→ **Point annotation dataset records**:
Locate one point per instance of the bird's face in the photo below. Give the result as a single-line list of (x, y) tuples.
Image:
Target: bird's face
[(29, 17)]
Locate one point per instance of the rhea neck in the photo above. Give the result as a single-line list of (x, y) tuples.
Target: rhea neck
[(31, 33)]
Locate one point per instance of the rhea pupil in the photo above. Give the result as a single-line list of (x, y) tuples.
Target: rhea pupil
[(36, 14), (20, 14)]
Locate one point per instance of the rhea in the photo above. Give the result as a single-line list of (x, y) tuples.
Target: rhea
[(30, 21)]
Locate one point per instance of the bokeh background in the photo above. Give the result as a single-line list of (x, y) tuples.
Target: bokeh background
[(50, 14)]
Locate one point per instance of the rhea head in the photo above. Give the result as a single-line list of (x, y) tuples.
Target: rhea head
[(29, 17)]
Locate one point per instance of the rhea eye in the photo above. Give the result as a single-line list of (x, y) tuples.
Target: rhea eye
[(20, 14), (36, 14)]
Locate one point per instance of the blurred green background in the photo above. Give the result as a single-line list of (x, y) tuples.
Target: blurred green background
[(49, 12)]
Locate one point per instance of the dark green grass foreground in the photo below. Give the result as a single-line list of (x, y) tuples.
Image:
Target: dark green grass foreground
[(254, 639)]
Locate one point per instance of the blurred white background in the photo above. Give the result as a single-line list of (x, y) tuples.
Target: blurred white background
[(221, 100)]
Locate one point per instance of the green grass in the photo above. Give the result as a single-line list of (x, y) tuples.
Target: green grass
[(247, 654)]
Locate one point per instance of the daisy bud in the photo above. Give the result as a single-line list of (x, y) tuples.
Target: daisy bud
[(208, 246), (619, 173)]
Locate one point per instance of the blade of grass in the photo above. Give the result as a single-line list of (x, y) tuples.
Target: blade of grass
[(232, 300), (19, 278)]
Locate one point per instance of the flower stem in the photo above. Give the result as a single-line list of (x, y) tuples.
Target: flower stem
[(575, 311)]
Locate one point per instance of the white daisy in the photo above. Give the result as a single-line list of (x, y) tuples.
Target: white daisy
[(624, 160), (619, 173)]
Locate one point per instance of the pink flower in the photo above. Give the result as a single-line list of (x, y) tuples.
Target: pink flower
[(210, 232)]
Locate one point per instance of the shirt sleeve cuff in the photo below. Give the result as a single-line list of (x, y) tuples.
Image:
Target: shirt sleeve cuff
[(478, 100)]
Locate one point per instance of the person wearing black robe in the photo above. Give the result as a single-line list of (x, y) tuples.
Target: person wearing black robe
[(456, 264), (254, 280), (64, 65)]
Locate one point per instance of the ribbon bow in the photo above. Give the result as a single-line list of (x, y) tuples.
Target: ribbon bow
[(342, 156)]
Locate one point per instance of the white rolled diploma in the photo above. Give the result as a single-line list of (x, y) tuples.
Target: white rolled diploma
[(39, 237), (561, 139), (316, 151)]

→ **Brief**: Please reproduce the listing lines word for word, starting at the line that contains "Locate one point per instance of the blurred green" and ending at the line that contains "[(575, 311)]", including both of those lines.

→ **Result of the task**:
Locate one point per instance of the blurred green background in the photo above. Give the result as a single-line list of (x, y) tuples.
Target: blurred green background
[(49, 12)]
Locate one point per instance of the dark green grass foreground in the photo below. Give the result as a single-line list of (x, y) tuples.
Image:
Target: dark green grass foreground
[(254, 639)]
Locate one point per instance of the blurred white background in the photo above. Give the result as a single-line list of (x, y) tuples.
Target: blurred white background
[(221, 100)]
Locate one point per instance of the green grass in the photo above. Give the result as a single-line list of (x, y) tuples.
Target: green grass
[(247, 654)]
Locate one point per instance of the daisy bud in the photo above. Give the result as a single-line list of (x, y) tuples.
Target: daisy bud
[(208, 246), (619, 173)]
Locate one point per instance of the blade of grass in the photo above. Give the result as a single-line list of (x, y) tuples.
Target: blade of grass
[(232, 300), (19, 278)]
Locate one point per instance of the flower stem in the photo above. Give the result as a single-line list of (x, y) tuples.
Target: flower stem
[(575, 311)]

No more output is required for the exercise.